• What you will do
Below is a block of entries; repeat exactly the lines starting at the line that contains "220L216 244L212 256L247" and ending at the line that contains "positive clicks: (479, 189)", both included.

[Stored items]
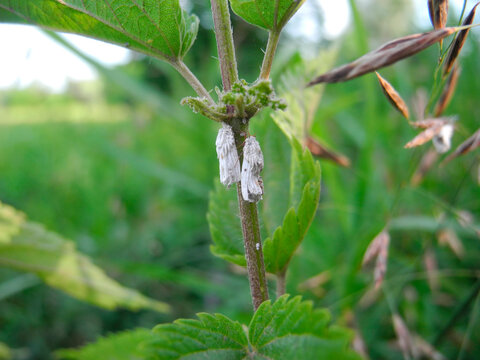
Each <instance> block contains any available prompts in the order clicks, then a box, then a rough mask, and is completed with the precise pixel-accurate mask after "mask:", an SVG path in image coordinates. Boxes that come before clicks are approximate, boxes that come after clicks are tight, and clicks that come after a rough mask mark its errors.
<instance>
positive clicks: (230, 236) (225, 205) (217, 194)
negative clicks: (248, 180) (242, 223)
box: [207, 181, 246, 266]
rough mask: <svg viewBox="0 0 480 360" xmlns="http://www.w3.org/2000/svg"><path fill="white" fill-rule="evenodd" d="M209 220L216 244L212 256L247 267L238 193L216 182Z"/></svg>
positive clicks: (208, 223) (212, 234) (209, 225)
mask: <svg viewBox="0 0 480 360" xmlns="http://www.w3.org/2000/svg"><path fill="white" fill-rule="evenodd" d="M207 220H208V224H209V226H210V234H211V236H212V240H213V243H214V245H212V246H211V247H210V251H211V252H212V254H213V255H215V256H217V257H220V258H222V259H224V260H226V261H229V262H232V263H234V264H237V265H240V266H246V260H245V255H244V252H243V235H242V229H241V224H240V220H239V215H238V203H237V196H236V191H234V190H233V189H231V190H227V189H225V188H224V187H223V185H222V184H220V182H219V181H216V185H215V189H214V190H213V191H212V192H211V193H210V201H209V204H208V214H207Z"/></svg>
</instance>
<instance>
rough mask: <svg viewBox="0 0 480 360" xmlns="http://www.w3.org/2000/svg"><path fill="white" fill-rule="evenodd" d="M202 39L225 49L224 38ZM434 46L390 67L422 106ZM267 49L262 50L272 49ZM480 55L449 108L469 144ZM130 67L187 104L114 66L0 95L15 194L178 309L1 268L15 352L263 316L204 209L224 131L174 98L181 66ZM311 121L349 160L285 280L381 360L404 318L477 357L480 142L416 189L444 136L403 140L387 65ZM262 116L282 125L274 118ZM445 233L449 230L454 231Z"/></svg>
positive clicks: (479, 189) (339, 53) (442, 348)
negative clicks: (99, 75) (128, 93)
mask: <svg viewBox="0 0 480 360" xmlns="http://www.w3.org/2000/svg"><path fill="white" fill-rule="evenodd" d="M357 26H358V24H357ZM242 29H243V28H242ZM357 30H358V28H357ZM369 31H370V32H369ZM371 31H373V30H372V29H369V28H367V29H366V30H365V32H364V33H363V35H362V34H359V32H358V31H357V32H352V33H349V34H348V35H347V36H346V37H345V38H344V39H343V40H342V42H341V44H340V43H337V44H334V45H335V46H336V47H337V49H338V52H337V54H338V55H337V58H336V60H335V63H336V64H341V63H343V62H345V61H348V60H351V59H353V58H355V57H357V56H359V55H360V54H361V50H362V49H361V47H362V46H361V44H362V41H361V36H364V37H368V36H370V35H371ZM255 34H257V33H255ZM397 35H400V34H397ZM255 36H257V35H255ZM359 36H360V39H359ZM258 38H259V39H263V38H262V35H258ZM287 40H288V39H287ZM200 41H202V42H203V43H204V44H207V45H208V44H209V45H208V46H210V48H211V50H212V53H213V52H214V47H213V46H212V41H211V35H206V36H205V37H202V38H201V39H200ZM286 43H288V41H286ZM372 43H375V41H374V40H372ZM207 45H206V46H207ZM327 45H328V44H323V45H322V46H324V47H326V46H327ZM243 46H246V45H244V44H243ZM283 50H284V51H283V53H282V54H283V55H282V57H281V58H280V60H279V61H278V62H277V63H276V66H277V68H276V69H275V72H274V76H275V77H274V80H275V81H276V82H277V83H282V82H283V81H285V78H286V76H287V75H288V74H289V73H292V72H294V71H295V70H296V69H297V70H298V67H299V66H300V67H301V64H302V56H301V55H300V54H298V53H294V52H291V51H288V46H285V48H284V49H283ZM250 51H251V53H252V54H253V53H255V50H248V48H246V50H245V52H244V54H250ZM437 54H438V48H437V47H432V49H429V50H428V51H426V52H424V53H422V54H421V55H418V56H416V57H414V58H412V59H410V60H407V61H405V62H402V63H400V64H398V65H396V66H395V67H393V68H389V69H386V70H385V71H382V75H383V76H385V77H387V78H388V79H389V81H391V82H392V84H394V86H395V87H396V88H397V90H398V91H399V92H400V93H401V94H402V95H404V97H405V99H407V100H408V102H409V103H411V101H410V100H411V97H413V95H414V94H415V93H416V91H417V90H418V89H420V88H424V89H426V90H428V89H429V88H430V87H431V85H432V72H433V71H432V69H433V67H434V65H433V64H435V61H436V59H437ZM201 56H203V55H202V53H201V52H200V51H198V53H194V54H192V57H191V59H189V60H190V61H191V62H192V63H194V64H197V65H195V67H196V70H197V71H198V72H199V73H200V74H202V75H201V77H202V80H204V81H205V82H206V83H207V84H208V85H209V86H210V85H212V84H217V85H218V84H219V82H218V75H216V73H215V71H216V67H215V66H214V65H215V64H213V65H212V64H210V65H205V62H204V61H198V60H199V59H201ZM243 56H244V57H243V58H244V59H249V62H253V60H252V59H250V58H249V57H248V56H247V55H243ZM252 57H254V59H257V60H258V61H260V60H259V54H256V55H255V56H253V55H252ZM479 58H480V39H479V36H478V31H473V32H472V34H471V35H470V39H469V41H468V43H467V46H466V48H465V50H464V54H463V56H462V59H461V64H462V75H461V77H460V80H459V84H458V89H457V91H456V95H455V97H454V99H453V102H452V103H451V105H450V106H449V108H448V110H447V115H456V116H458V122H457V131H456V133H455V135H454V138H453V144H454V146H456V145H458V144H460V143H461V142H462V141H463V140H465V139H466V138H467V137H468V136H469V135H470V134H472V133H473V132H474V131H476V130H477V129H478V127H479V124H480V122H479V119H480V107H479V106H478V104H479V94H480V78H479V77H478V74H479V73H480V65H479V62H478V59H479ZM244 64H246V65H245V66H244V67H243V68H242V69H243V72H244V73H245V74H246V75H245V76H246V77H247V78H254V75H252V74H254V71H253V70H251V68H252V66H251V65H250V64H247V61H246V60H245V62H244ZM116 71H118V72H120V73H123V74H127V75H128V76H129V77H130V79H134V81H135V83H136V84H139V86H140V87H141V88H143V89H144V90H145V91H149V90H150V89H152V88H153V89H156V90H155V91H158V92H159V94H160V95H161V96H163V97H166V98H167V100H170V101H171V103H172V104H173V105H171V108H169V109H165V110H164V111H163V110H162V108H161V107H160V108H155V107H153V106H151V104H152V102H148V101H141V99H135V98H132V97H131V96H130V95H129V94H128V91H127V90H128V89H127V90H125V88H128V84H127V85H126V86H125V87H124V88H123V89H122V87H121V86H118V81H120V83H121V82H122V79H120V80H119V79H118V77H117V78H115V77H113V79H114V80H115V79H116V80H115V81H117V82H115V81H113V80H112V74H111V73H110V75H108V73H104V75H103V76H104V79H103V81H99V82H96V83H91V84H72V85H71V86H70V87H69V89H68V91H66V92H65V93H63V94H57V95H52V94H48V93H47V92H45V91H43V90H41V89H39V88H35V87H32V88H30V89H25V90H9V91H3V92H2V93H0V200H1V201H2V202H4V203H7V204H9V205H12V206H14V207H15V208H17V209H19V210H21V211H23V212H25V213H26V214H27V215H28V216H29V218H30V219H32V220H34V221H36V222H39V223H42V224H44V225H45V226H46V227H47V228H49V229H51V230H53V231H55V232H58V233H60V234H62V235H64V236H65V237H67V238H69V239H72V240H74V241H75V243H76V244H77V246H78V248H79V249H80V250H81V251H83V252H85V253H86V254H88V255H89V256H91V257H92V258H93V259H94V260H95V261H96V263H97V264H99V265H101V266H102V267H103V268H105V269H107V271H108V273H109V274H110V275H112V276H113V277H115V278H116V279H118V280H120V281H121V282H122V283H123V284H126V285H129V286H131V287H133V288H136V289H138V290H140V291H141V292H143V293H144V294H146V295H149V296H151V297H153V298H155V299H158V300H162V301H165V302H168V303H169V304H171V305H172V307H173V310H174V311H173V313H172V314H170V315H161V314H156V313H154V312H151V311H140V312H138V313H133V312H129V311H126V310H125V311H123V310H122V311H114V312H109V311H105V310H101V309H98V308H95V307H93V306H91V305H87V304H84V303H81V302H79V301H77V300H74V299H72V298H70V297H68V296H67V295H64V294H63V293H60V292H58V291H56V290H53V289H50V288H48V287H46V286H45V285H42V284H41V283H40V282H38V281H35V280H32V278H31V277H28V275H25V274H22V273H18V272H14V271H12V270H8V269H0V304H1V306H0V342H3V343H5V344H7V345H8V346H9V347H10V348H12V349H13V353H14V359H50V358H52V351H53V350H55V349H58V348H62V347H73V346H80V345H83V344H84V343H86V342H89V341H93V340H95V339H96V338H97V337H98V336H100V335H104V334H107V333H109V332H114V331H119V330H123V329H129V328H134V327H139V326H145V327H152V326H154V325H155V324H157V323H159V322H164V321H172V320H173V319H175V318H177V317H191V316H193V315H194V314H195V313H196V312H200V311H208V312H222V313H225V314H227V315H229V316H231V317H233V318H235V319H239V320H243V321H246V320H248V318H249V316H250V299H249V292H248V283H247V281H246V279H245V276H244V274H242V271H239V269H237V268H233V267H230V266H229V265H227V264H226V263H224V262H222V261H220V260H219V259H216V258H214V257H213V256H212V255H211V254H210V252H209V246H210V243H211V240H210V235H209V231H208V225H207V221H206V211H207V208H208V194H209V192H210V191H211V190H212V189H213V187H214V184H215V182H216V181H218V180H217V179H216V178H217V176H218V168H217V167H218V165H217V160H216V154H215V148H214V141H215V136H216V131H217V128H218V127H217V126H216V124H213V123H211V122H209V121H207V120H206V119H203V118H201V117H200V116H196V115H193V114H190V113H189V112H188V111H185V109H182V108H181V107H180V106H179V105H177V104H178V103H179V101H180V99H181V97H182V96H184V95H185V91H187V94H189V92H188V90H187V88H186V86H185V84H184V83H183V81H182V79H180V78H179V77H178V76H177V75H174V74H172V73H171V71H170V70H169V69H168V68H167V67H165V66H163V65H160V64H157V63H156V62H154V61H151V60H148V59H142V58H137V59H135V60H134V61H132V62H131V63H130V64H128V65H126V66H124V67H121V68H118V69H116ZM160 95H159V96H160ZM162 99H163V98H162ZM160 103H161V102H159V104H160ZM172 109H173V110H172ZM171 113H173V116H170V115H166V114H171ZM314 118H315V122H314V126H313V130H312V131H313V134H314V135H315V136H316V137H318V138H319V139H321V141H322V142H324V143H326V144H328V145H329V146H331V147H332V148H334V149H336V150H337V151H340V152H342V153H344V154H345V155H346V156H348V157H349V158H350V160H351V166H350V167H349V168H342V167H338V166H336V165H334V164H332V163H329V162H327V161H323V160H322V171H323V184H322V196H321V202H320V205H319V211H318V213H317V216H316V218H315V221H314V223H313V225H312V228H311V230H310V232H309V233H308V235H307V238H306V240H305V242H304V244H303V245H302V248H301V249H300V250H299V253H298V256H296V257H295V258H294V261H293V264H292V267H291V271H290V273H289V275H288V280H289V283H288V292H290V293H292V294H301V295H302V296H304V297H305V298H307V299H311V300H313V301H314V302H315V304H316V305H317V306H323V307H327V308H329V309H330V310H331V311H332V313H333V315H334V317H335V318H337V319H340V321H341V322H343V323H345V324H347V325H349V326H352V327H355V328H356V329H357V330H358V332H359V334H361V336H362V338H363V339H364V342H365V344H366V347H367V349H368V353H369V355H370V357H371V358H372V359H401V358H402V355H401V352H400V351H399V349H398V347H397V346H396V345H395V343H394V340H395V333H394V329H393V327H392V315H393V314H400V316H401V317H402V318H403V319H404V321H405V323H406V324H407V326H408V328H409V329H410V331H411V333H412V334H416V335H418V336H420V337H421V338H423V339H425V340H426V341H428V342H430V343H433V342H434V341H435V339H436V338H438V337H439V336H440V333H441V331H442V330H443V329H444V328H446V329H448V332H447V333H446V335H445V336H442V337H441V338H440V340H439V341H438V343H437V344H436V347H437V349H438V350H439V351H440V352H442V353H443V354H444V355H445V357H446V358H448V359H455V358H458V359H475V358H477V357H478V356H480V345H479V344H480V297H479V289H478V283H479V281H480V267H479V264H480V260H479V259H480V235H479V231H480V188H479V181H480V179H479V177H480V174H479V172H480V170H479V166H480V160H479V159H480V158H479V156H480V155H479V153H478V151H476V152H472V153H471V154H468V155H466V156H463V157H461V158H459V159H457V160H455V161H452V162H451V163H442V159H444V157H445V156H440V157H439V158H438V160H437V161H436V162H435V164H434V165H433V167H432V168H431V170H430V171H429V172H428V173H427V174H426V175H425V177H424V178H423V179H422V181H421V182H420V183H419V184H415V183H412V176H413V175H414V174H415V172H416V171H417V169H418V167H419V164H420V162H421V160H422V158H423V157H424V155H425V154H426V153H427V152H429V151H431V150H432V145H431V144H430V143H429V144H427V145H425V146H423V147H421V148H417V149H413V150H405V149H403V146H404V145H405V143H406V142H407V141H409V140H410V139H411V138H413V137H414V136H415V134H416V133H415V131H414V130H413V129H412V128H411V127H410V126H409V125H408V123H407V122H406V121H405V120H404V119H403V118H401V117H400V115H398V114H397V113H396V112H395V110H393V109H392V108H391V107H390V105H389V104H388V103H387V101H386V99H385V98H384V96H383V94H382V92H381V90H380V88H379V87H378V85H377V83H376V79H375V77H374V75H368V76H366V77H364V78H362V79H358V80H355V81H352V82H349V83H345V84H336V85H331V86H328V87H326V88H325V90H324V94H323V97H322V100H321V103H320V106H319V108H318V109H317V111H316V112H315V117H314ZM256 121H258V122H271V121H272V120H271V118H270V115H269V113H267V112H265V113H262V114H261V115H260V116H259V118H258V120H256ZM272 131H277V132H278V131H279V130H278V129H276V130H272ZM285 141H286V140H285ZM266 191H268V189H266ZM387 223H388V224H390V233H391V237H392V240H391V245H390V254H389V260H388V272H387V276H386V280H385V285H384V287H383V290H382V291H380V292H374V291H373V279H372V271H371V269H370V270H368V269H367V270H362V269H361V260H362V256H363V253H364V251H365V249H366V247H367V246H368V244H369V242H370V241H371V240H372V239H373V237H374V236H375V235H376V234H378V233H379V232H380V231H381V230H382V229H383V228H384V227H385V225H386V224H387ZM446 231H447V234H449V236H450V237H447V240H449V241H450V242H449V241H446V240H445V237H443V239H444V240H442V236H441V234H445V233H446ZM452 234H455V236H456V238H457V240H458V241H457V242H455V240H452ZM443 236H445V235H443ZM453 239H454V238H453ZM452 244H456V247H455V246H454V245H452ZM426 256H427V257H430V259H431V258H434V259H435V263H436V268H434V269H433V270H432V269H431V268H430V269H427V267H426V266H425V260H426ZM432 276H433V277H436V278H437V281H438V286H437V287H435V288H432V286H431V283H430V284H429V281H430V282H431V281H432ZM12 282H13V283H14V284H16V285H18V288H19V289H21V291H20V290H19V291H17V292H15V293H9V294H8V296H6V295H5V296H2V295H3V294H2V290H1V289H2V285H5V284H12ZM3 289H5V287H3ZM272 289H273V284H272ZM5 294H7V293H5ZM449 322H450V323H451V325H449Z"/></svg>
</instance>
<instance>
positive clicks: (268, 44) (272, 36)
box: [260, 30, 280, 80]
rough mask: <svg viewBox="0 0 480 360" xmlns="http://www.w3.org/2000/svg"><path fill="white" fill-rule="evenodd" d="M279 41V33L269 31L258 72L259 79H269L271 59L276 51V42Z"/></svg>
mask: <svg viewBox="0 0 480 360" xmlns="http://www.w3.org/2000/svg"><path fill="white" fill-rule="evenodd" d="M279 40H280V31H278V30H271V31H270V32H269V34H268V42H267V49H266V50H265V55H264V57H263V63H262V69H261V71H260V79H262V80H266V79H268V78H269V77H270V71H271V70H272V65H273V58H274V57H275V52H276V51H277V46H278V41H279Z"/></svg>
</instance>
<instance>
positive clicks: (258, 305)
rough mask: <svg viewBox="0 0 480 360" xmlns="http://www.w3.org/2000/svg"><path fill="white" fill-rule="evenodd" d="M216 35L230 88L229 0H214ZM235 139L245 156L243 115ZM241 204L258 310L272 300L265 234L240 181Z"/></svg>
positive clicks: (230, 71) (232, 67)
mask: <svg viewBox="0 0 480 360" xmlns="http://www.w3.org/2000/svg"><path fill="white" fill-rule="evenodd" d="M211 4H212V14H213V22H214V25H215V37H216V39H217V50H218V57H219V59H220V71H221V73H222V82H223V89H224V90H225V91H229V90H231V89H232V85H233V83H234V82H236V81H237V80H238V71H237V61H236V58H235V49H234V46H233V36H232V25H231V23H230V13H229V10H228V0H211ZM232 120H233V121H232V124H231V125H232V127H233V131H234V134H235V142H236V145H237V150H238V153H239V159H241V160H243V159H242V158H243V156H242V154H243V146H244V141H245V134H246V133H248V124H243V121H242V120H243V119H232ZM237 195H238V204H239V209H240V219H241V223H242V233H243V243H244V247H245V258H246V260H247V271H248V281H249V282H250V292H251V294H252V302H253V308H254V310H257V309H258V307H259V306H260V304H261V303H262V302H264V301H266V300H268V288H267V277H266V274H265V265H264V262H263V250H262V238H261V236H260V224H259V221H258V211H257V204H256V203H250V202H247V201H244V200H243V197H242V188H241V184H240V182H238V183H237Z"/></svg>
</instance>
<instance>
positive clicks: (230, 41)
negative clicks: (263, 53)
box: [211, 0, 238, 91]
mask: <svg viewBox="0 0 480 360" xmlns="http://www.w3.org/2000/svg"><path fill="white" fill-rule="evenodd" d="M211 5H212V15H213V23H214V25H215V37H216V39H217V51H218V58H219V60H220V70H221V73H222V82H223V89H224V90H225V91H228V90H230V89H231V88H232V84H233V83H234V82H236V81H237V80H238V71H237V60H236V58H235V47H234V45H233V34H232V24H231V22H230V12H229V10H228V0H211Z"/></svg>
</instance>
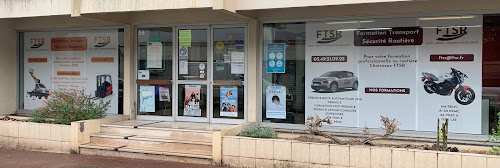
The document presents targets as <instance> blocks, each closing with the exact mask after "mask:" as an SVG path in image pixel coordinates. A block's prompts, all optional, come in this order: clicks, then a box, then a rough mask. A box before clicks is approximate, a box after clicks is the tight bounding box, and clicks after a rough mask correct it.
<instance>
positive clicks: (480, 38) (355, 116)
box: [305, 16, 482, 134]
mask: <svg viewBox="0 0 500 168" xmlns="http://www.w3.org/2000/svg"><path fill="white" fill-rule="evenodd" d="M481 25H482V17H481V16H473V17H470V18H467V19H449V20H438V19H436V20H434V19H429V20H421V19H419V18H400V19H376V20H367V21H352V22H347V21H345V22H308V23H307V24H306V73H305V74H306V79H305V80H306V81H305V82H306V88H305V90H306V91H305V94H306V116H309V115H315V114H317V115H319V116H320V117H322V118H324V117H330V118H331V119H332V124H331V125H332V126H349V127H362V126H367V127H369V128H379V127H380V122H379V120H378V117H379V116H380V115H383V116H386V117H389V118H397V119H398V121H399V122H400V123H401V125H400V126H399V127H400V128H401V129H402V130H418V131H435V130H436V124H435V123H436V121H437V119H438V118H440V119H442V120H444V119H445V118H448V119H450V132H456V133H473V134H480V133H481V104H480V101H474V99H477V98H478V97H481V91H480V90H481V86H482V83H481V82H482V76H481V70H482V27H481Z"/></svg>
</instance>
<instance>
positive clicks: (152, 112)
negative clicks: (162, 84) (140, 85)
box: [139, 86, 155, 113]
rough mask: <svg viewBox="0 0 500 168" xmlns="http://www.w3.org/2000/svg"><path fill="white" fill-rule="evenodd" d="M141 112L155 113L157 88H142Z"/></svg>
mask: <svg viewBox="0 0 500 168" xmlns="http://www.w3.org/2000/svg"><path fill="white" fill-rule="evenodd" d="M139 90H140V92H139V94H140V96H139V98H140V103H139V104H140V107H139V111H140V112H150V113H154V112H155V86H140V88H139Z"/></svg>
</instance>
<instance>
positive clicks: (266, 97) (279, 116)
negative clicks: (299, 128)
mask: <svg viewBox="0 0 500 168" xmlns="http://www.w3.org/2000/svg"><path fill="white" fill-rule="evenodd" d="M266 118H276V119H286V87H285V86H272V85H270V86H267V89H266Z"/></svg>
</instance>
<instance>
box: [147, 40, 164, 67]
mask: <svg viewBox="0 0 500 168" xmlns="http://www.w3.org/2000/svg"><path fill="white" fill-rule="evenodd" d="M146 68H148V69H162V68H163V44H162V43H161V42H148V47H147V50H146Z"/></svg>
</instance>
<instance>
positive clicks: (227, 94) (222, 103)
mask: <svg viewBox="0 0 500 168" xmlns="http://www.w3.org/2000/svg"><path fill="white" fill-rule="evenodd" d="M220 109H221V110H220V116H224V117H238V87H237V86H221V87H220Z"/></svg>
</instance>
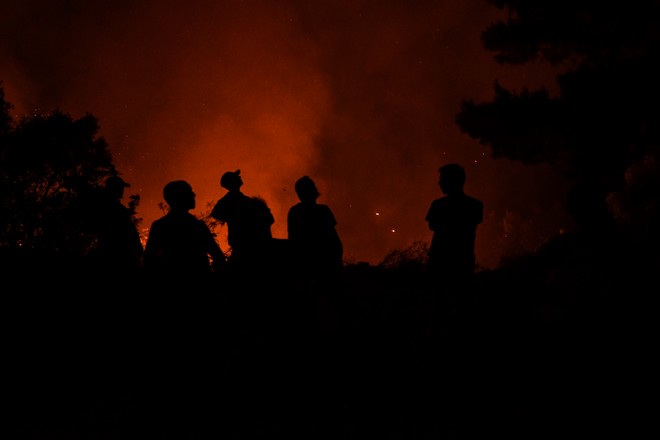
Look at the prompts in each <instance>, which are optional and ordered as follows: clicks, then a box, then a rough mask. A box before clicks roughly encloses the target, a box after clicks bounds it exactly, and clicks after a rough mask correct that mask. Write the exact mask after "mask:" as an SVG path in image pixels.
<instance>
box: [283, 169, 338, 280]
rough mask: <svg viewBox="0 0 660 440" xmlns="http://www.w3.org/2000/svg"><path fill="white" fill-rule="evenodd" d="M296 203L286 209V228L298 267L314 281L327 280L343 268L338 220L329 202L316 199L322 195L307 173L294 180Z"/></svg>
mask: <svg viewBox="0 0 660 440" xmlns="http://www.w3.org/2000/svg"><path fill="white" fill-rule="evenodd" d="M295 189H296V194H297V195H298V199H299V200H300V202H299V203H297V204H295V205H293V206H292V207H291V208H290V209H289V213H288V216H287V232H288V236H289V243H290V245H291V251H292V252H293V258H294V261H295V262H296V266H297V267H298V269H299V271H300V272H302V273H304V274H306V275H307V276H309V277H310V278H311V279H312V280H313V281H314V282H316V283H319V284H327V283H328V282H329V281H332V280H333V279H335V278H336V276H337V275H338V273H339V271H340V270H341V268H342V264H343V262H342V258H343V245H342V242H341V239H340V238H339V234H338V233H337V229H336V226H337V220H336V219H335V216H334V214H333V213H332V210H331V209H330V207H329V206H328V205H325V204H322V203H317V199H318V198H319V196H320V195H321V194H320V193H319V191H318V189H317V188H316V184H315V183H314V181H313V180H312V179H311V178H310V177H309V176H303V177H301V178H300V179H298V180H297V181H296V184H295Z"/></svg>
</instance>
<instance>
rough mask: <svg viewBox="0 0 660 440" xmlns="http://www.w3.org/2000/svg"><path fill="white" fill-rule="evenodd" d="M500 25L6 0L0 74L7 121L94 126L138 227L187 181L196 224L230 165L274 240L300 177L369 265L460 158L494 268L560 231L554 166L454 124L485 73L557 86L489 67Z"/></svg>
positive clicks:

• Answer section
rough mask: <svg viewBox="0 0 480 360" xmlns="http://www.w3.org/2000/svg"><path fill="white" fill-rule="evenodd" d="M209 220L216 244L212 256L247 267L238 193L216 182Z"/></svg>
positive clicks: (208, 223) (212, 234) (209, 225)
mask: <svg viewBox="0 0 480 360" xmlns="http://www.w3.org/2000/svg"><path fill="white" fill-rule="evenodd" d="M207 220H208V224H209V226H210V234H211V236H212V240H213V243H214V245H212V246H211V247H210V251H211V252H212V254H213V255H215V256H217V257H220V258H222V259H224V260H226V261H229V262H232V263H234V264H237V265H240V266H246V260H245V255H244V252H243V235H242V229H241V224H240V220H239V215H238V203H237V196H236V191H234V190H233V189H231V190H227V189H225V188H224V187H223V185H222V184H220V182H219V181H216V185H215V189H214V190H213V191H212V192H211V193H210V201H209V204H208V214H207Z"/></svg>
</instance>
<instance>
rough mask: <svg viewBox="0 0 480 360" xmlns="http://www.w3.org/2000/svg"><path fill="white" fill-rule="evenodd" d="M202 39L225 49L224 38ZM434 46L390 67L422 106ZM267 49L262 50L272 49ZM480 55L449 108L469 144ZM130 67L187 104L114 66L0 95L15 194L178 309L1 268L15 352L263 316L204 209L224 131L174 98L181 66ZM311 121L349 160L285 280L381 360L404 318L477 357L480 142L416 189L444 136L403 140L387 65ZM262 116L282 125L274 118ZM445 233L449 230L454 231Z"/></svg>
positive clicks: (479, 189) (339, 53) (442, 348)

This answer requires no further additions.